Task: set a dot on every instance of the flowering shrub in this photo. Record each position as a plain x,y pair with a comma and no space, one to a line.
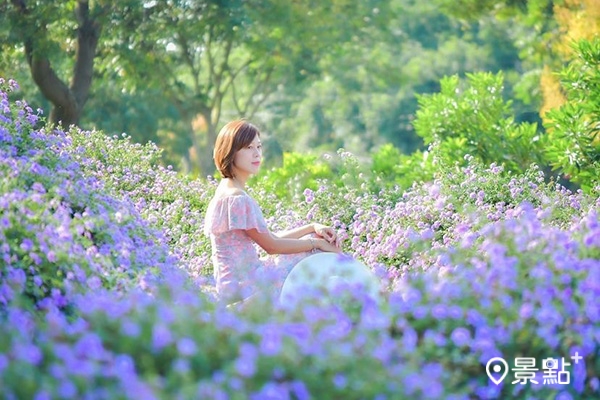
475,263
60,232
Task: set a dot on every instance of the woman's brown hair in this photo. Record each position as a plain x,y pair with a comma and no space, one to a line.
234,136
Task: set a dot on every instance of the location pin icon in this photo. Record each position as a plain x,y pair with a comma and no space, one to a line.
496,369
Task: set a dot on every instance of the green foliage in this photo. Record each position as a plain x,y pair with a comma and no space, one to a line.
573,141
392,168
473,118
298,172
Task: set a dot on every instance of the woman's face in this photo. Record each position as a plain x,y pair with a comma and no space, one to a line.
247,160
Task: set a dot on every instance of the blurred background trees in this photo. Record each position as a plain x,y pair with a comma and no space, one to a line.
314,75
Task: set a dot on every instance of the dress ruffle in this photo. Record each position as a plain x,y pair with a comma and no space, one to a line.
233,212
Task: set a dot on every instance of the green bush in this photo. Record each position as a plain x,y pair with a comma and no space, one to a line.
573,141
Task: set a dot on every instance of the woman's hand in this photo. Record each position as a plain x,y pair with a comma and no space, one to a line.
326,233
324,245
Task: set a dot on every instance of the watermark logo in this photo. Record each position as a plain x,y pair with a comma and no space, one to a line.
494,369
525,370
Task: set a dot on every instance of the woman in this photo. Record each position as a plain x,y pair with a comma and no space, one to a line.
235,222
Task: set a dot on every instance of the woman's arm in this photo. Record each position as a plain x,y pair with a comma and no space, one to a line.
275,245
296,233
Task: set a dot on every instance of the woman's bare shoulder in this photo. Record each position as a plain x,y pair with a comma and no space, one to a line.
222,193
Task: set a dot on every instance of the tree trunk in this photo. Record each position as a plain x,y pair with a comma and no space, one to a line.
204,150
67,101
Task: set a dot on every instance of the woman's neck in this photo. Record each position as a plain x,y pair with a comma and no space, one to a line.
238,183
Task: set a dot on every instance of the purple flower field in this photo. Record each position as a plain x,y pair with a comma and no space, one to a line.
106,293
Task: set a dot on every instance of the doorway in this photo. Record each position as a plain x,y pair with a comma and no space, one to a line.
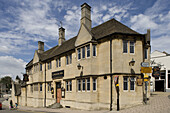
159,85
58,92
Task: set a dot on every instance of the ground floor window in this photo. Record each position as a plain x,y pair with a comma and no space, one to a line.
40,86
84,84
88,84
132,83
125,83
169,80
129,83
79,84
49,86
94,84
69,85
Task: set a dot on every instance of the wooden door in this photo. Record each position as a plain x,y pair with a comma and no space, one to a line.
58,92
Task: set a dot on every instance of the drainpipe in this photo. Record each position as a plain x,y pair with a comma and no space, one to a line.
111,80
45,87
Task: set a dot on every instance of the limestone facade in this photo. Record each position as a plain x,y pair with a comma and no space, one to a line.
78,72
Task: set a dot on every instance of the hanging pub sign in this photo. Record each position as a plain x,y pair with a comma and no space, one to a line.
58,74
156,71
25,78
139,81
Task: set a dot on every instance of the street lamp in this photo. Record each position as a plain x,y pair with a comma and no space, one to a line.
132,62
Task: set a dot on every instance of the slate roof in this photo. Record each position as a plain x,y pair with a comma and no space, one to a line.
100,31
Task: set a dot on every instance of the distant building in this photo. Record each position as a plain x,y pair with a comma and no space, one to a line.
77,73
162,60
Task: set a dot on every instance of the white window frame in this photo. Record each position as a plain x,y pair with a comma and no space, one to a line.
88,82
88,50
132,44
146,53
67,86
125,42
95,84
83,84
78,83
124,83
41,87
94,49
70,56
70,85
133,82
83,52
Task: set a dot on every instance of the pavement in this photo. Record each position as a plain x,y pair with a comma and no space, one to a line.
159,103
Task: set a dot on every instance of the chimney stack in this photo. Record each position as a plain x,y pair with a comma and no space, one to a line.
61,36
40,47
86,15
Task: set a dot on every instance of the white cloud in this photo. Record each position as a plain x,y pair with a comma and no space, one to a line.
142,22
11,66
162,43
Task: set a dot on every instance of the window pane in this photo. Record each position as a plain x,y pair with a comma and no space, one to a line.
70,58
56,62
146,53
94,84
83,52
88,50
132,83
131,47
88,84
84,84
124,46
40,67
70,85
59,60
79,53
67,60
79,85
40,87
66,85
94,50
125,83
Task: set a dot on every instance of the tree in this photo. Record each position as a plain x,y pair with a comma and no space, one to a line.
6,81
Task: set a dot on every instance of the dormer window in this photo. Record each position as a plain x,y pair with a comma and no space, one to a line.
88,50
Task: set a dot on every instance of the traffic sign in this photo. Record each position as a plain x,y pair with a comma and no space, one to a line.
145,64
146,69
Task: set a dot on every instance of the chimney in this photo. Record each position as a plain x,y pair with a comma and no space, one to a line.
40,47
148,36
61,36
86,15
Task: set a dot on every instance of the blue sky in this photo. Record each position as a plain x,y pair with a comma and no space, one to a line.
24,22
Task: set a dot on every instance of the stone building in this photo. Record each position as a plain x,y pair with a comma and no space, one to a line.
162,82
79,72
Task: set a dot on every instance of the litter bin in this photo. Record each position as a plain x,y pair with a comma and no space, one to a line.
0,106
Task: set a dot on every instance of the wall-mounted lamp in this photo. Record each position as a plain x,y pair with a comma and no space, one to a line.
79,66
132,62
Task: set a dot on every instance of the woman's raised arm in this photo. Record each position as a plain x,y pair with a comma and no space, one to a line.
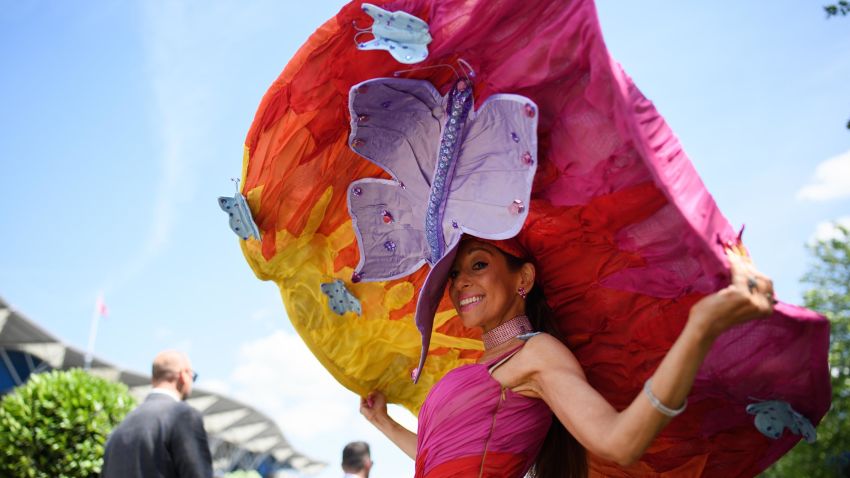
556,376
374,408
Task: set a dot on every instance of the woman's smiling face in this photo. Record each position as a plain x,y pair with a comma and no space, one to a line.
483,287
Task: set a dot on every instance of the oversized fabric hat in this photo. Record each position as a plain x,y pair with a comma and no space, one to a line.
622,230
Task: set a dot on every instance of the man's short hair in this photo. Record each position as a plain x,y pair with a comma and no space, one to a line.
354,456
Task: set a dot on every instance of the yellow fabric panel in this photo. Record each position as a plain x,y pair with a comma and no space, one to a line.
363,353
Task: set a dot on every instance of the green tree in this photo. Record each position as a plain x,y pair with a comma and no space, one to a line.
841,8
829,279
56,424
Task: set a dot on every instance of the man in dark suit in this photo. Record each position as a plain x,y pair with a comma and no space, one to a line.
356,460
163,437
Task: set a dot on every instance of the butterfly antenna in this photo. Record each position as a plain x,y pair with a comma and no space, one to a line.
359,33
361,30
431,67
465,66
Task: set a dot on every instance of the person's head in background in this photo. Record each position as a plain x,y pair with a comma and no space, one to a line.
173,371
356,460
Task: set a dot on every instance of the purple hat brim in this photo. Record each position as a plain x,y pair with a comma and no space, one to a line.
429,300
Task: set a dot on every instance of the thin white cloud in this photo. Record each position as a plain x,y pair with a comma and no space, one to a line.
279,375
826,230
831,180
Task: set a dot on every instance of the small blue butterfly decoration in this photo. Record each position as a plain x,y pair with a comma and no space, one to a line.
406,37
340,300
774,416
241,222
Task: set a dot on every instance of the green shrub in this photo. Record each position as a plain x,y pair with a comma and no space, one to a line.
56,424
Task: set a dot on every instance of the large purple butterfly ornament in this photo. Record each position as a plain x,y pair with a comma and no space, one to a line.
455,171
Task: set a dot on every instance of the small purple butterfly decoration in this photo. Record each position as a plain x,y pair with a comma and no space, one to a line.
774,416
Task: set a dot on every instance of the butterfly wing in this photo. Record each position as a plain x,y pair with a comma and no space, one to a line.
771,418
491,188
399,33
241,222
387,220
340,300
396,124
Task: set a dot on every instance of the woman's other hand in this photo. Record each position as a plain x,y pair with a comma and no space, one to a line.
749,296
374,407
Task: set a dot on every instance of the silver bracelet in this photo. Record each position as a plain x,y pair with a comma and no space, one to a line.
670,412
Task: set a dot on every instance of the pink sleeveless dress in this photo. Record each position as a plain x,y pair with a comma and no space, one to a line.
470,425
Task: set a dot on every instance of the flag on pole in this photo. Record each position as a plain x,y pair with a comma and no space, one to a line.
100,307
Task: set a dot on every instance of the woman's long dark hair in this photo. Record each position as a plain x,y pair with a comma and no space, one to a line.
561,456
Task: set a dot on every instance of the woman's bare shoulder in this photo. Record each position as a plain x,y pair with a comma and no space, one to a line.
546,351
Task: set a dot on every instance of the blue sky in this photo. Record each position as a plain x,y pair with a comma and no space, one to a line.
122,122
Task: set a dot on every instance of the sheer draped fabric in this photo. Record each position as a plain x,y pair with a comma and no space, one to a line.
625,236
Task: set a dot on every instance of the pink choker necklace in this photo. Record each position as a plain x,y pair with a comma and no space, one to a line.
509,330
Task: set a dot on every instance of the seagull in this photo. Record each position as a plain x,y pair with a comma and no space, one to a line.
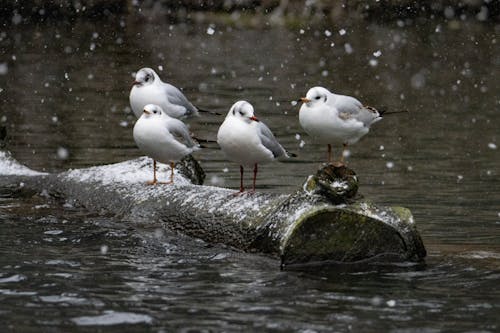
247,141
330,118
148,88
163,138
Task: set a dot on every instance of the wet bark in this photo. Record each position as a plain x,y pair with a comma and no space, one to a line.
323,221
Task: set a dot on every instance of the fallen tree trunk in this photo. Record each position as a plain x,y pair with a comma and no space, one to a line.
322,221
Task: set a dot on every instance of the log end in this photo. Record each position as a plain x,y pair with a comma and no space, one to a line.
350,234
336,184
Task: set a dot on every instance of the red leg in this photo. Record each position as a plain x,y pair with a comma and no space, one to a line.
154,175
172,166
254,176
343,152
241,179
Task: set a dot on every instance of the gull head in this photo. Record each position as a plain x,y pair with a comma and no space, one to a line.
145,76
152,111
315,96
242,110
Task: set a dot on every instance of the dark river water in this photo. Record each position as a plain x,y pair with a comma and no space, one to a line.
64,101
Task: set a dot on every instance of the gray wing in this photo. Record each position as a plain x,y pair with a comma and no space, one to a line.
351,108
269,141
180,131
175,96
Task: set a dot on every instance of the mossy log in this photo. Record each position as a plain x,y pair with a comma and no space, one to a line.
323,221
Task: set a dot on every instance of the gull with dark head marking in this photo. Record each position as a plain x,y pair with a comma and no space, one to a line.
247,141
148,88
332,119
163,138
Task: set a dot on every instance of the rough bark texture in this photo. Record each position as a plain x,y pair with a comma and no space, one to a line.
322,221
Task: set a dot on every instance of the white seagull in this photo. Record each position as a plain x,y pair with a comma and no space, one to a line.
163,138
148,88
330,118
247,141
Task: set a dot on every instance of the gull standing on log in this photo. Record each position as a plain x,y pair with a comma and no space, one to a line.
247,141
330,118
148,88
163,138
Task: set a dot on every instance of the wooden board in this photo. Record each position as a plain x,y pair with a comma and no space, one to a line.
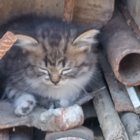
93,11
134,9
97,12
40,7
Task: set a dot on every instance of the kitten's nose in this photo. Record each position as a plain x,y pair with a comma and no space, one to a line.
55,79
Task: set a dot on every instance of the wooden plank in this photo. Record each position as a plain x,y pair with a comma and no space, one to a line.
97,12
134,8
118,92
68,10
21,133
14,8
109,120
131,122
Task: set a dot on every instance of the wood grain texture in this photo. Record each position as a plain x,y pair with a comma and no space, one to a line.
131,122
109,120
93,11
68,10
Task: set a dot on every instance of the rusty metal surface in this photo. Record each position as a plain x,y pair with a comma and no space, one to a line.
123,50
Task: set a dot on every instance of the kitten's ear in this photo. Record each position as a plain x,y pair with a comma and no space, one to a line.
27,43
86,40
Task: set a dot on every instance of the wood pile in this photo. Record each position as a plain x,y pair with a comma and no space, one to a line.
116,101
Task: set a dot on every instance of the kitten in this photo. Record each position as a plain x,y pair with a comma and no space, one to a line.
53,68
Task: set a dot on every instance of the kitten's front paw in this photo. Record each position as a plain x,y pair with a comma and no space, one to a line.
24,104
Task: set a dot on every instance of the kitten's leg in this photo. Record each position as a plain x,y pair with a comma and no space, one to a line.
23,102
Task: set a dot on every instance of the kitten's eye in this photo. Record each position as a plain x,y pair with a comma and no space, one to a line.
43,70
65,71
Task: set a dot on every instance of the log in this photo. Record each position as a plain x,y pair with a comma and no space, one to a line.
46,120
131,122
118,91
122,49
109,120
4,135
68,10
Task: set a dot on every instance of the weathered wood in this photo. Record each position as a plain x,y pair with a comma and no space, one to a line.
81,133
21,133
129,19
134,8
46,120
68,10
131,122
97,12
4,135
14,8
122,48
118,91
109,120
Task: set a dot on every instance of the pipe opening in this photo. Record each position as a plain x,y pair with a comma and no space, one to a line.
129,68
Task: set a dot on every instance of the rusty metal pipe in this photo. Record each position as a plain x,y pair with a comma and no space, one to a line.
123,50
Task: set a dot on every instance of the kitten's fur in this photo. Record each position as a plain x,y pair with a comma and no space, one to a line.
55,70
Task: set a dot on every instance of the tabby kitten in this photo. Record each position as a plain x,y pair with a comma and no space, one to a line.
52,68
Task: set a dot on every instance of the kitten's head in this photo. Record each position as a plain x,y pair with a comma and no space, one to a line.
62,57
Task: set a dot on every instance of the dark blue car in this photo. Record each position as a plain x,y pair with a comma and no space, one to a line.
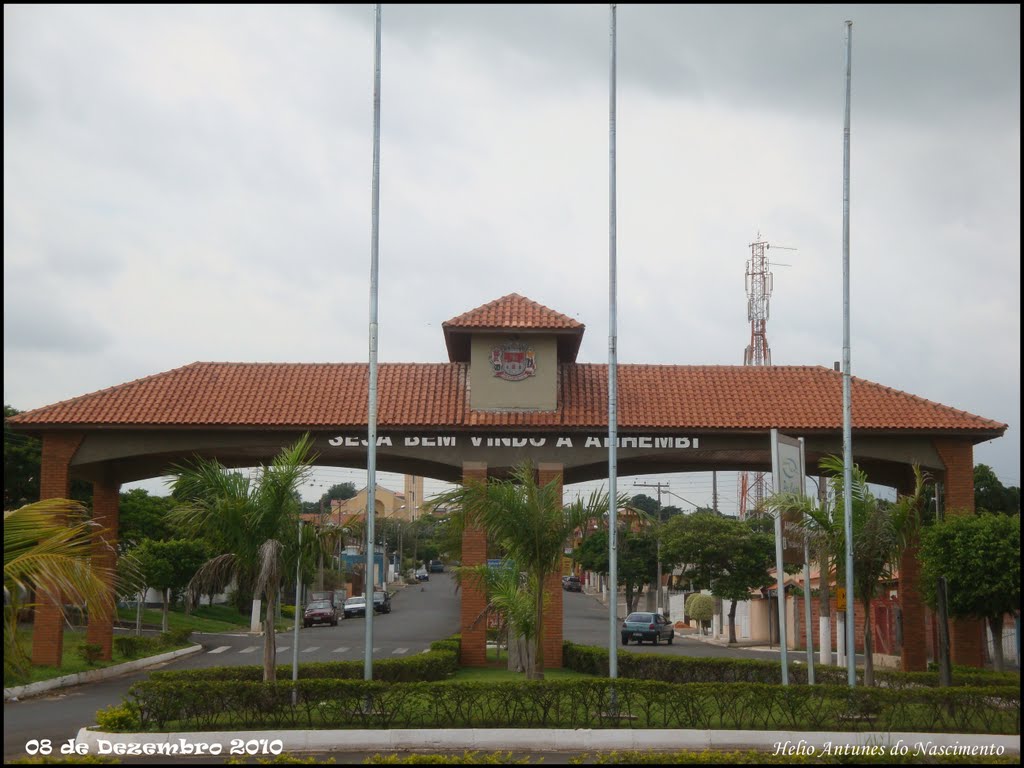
650,627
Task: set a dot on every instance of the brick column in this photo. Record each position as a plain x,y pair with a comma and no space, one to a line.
967,637
552,587
54,482
474,599
105,499
913,653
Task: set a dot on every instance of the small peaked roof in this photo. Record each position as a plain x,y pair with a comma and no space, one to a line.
512,313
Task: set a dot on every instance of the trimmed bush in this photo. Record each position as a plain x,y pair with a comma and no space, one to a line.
594,660
214,705
90,652
118,718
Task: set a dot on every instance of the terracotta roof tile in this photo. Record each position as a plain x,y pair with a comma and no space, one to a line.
514,311
435,395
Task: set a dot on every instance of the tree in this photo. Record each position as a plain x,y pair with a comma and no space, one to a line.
141,516
340,492
645,504
637,563
527,521
46,549
877,537
168,566
992,496
700,608
732,556
980,557
511,597
254,523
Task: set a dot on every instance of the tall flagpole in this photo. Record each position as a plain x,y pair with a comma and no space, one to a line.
851,655
368,582
612,379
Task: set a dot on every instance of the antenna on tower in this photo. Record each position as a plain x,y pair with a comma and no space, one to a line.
759,282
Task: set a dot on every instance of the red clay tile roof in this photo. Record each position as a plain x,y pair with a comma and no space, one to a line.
514,311
434,395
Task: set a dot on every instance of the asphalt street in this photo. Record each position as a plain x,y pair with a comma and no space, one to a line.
420,614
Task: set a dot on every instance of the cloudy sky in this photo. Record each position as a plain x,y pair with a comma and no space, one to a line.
193,183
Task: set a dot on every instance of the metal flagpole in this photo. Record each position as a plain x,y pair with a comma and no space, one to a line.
368,582
298,614
851,655
612,378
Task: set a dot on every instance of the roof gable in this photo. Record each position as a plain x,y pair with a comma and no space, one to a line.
435,395
512,313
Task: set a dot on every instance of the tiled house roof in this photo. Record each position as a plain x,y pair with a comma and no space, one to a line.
435,395
512,313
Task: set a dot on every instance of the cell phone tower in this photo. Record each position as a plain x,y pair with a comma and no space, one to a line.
759,286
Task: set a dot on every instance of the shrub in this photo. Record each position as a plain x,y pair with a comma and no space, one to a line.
116,718
224,705
90,652
594,660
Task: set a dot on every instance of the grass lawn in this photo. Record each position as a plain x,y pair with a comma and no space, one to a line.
72,660
203,619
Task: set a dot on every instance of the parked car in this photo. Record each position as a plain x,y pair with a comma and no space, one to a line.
320,611
382,602
651,627
355,606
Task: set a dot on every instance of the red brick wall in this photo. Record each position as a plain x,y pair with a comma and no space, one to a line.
967,638
474,599
54,482
858,613
105,499
553,588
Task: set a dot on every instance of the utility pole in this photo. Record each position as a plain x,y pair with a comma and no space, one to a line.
657,486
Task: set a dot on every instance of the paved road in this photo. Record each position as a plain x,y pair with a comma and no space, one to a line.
421,614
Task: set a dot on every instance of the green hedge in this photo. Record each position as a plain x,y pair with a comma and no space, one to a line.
594,660
440,663
215,705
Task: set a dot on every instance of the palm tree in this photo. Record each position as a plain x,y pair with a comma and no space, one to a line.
511,598
256,523
527,521
878,534
46,549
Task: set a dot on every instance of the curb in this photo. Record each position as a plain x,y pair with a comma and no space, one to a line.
540,739
91,676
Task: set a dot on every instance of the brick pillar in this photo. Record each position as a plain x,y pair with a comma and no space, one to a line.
913,653
552,587
105,498
474,599
967,637
54,482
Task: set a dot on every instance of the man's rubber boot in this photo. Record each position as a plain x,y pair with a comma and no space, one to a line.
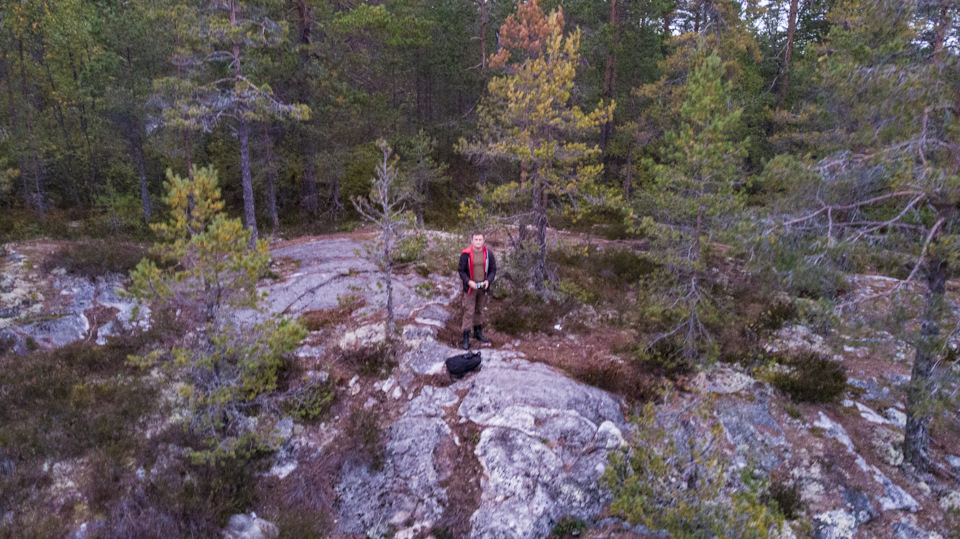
478,334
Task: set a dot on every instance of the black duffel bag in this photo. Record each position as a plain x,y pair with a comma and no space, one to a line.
460,365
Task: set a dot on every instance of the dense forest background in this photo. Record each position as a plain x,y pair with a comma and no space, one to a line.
720,168
100,98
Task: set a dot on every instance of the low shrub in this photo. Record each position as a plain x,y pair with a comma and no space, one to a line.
674,477
322,318
666,357
370,360
812,378
364,432
591,275
410,249
816,282
786,495
779,312
630,379
94,258
524,312
311,398
568,526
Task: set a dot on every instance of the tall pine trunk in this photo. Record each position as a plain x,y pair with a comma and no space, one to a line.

- - -

**Instruction:**
Only the lines from the one holding "Task: set a dot on every instance of the dense" through the end of the listing should be given again, exactly and with both ends included.

**Full output:**
Task: set a dot on every instance of the dense forest background in this photo. Record each position as a plain x,y pair with a comma and no space, one to a line.
720,168
100,98
Task: set a dot on every instance of the low shrub in this photo. Record each position as a plain x,y pair with a comma and no space, one to a line.
674,477
322,318
666,357
370,360
812,378
364,432
591,275
410,249
816,282
786,495
779,312
630,379
94,258
524,312
311,398
568,526
Task: set a dot on every instance of the tall pine trunk in this photo. Record each position as a plain x,y pair with a comma and no space, one to a line.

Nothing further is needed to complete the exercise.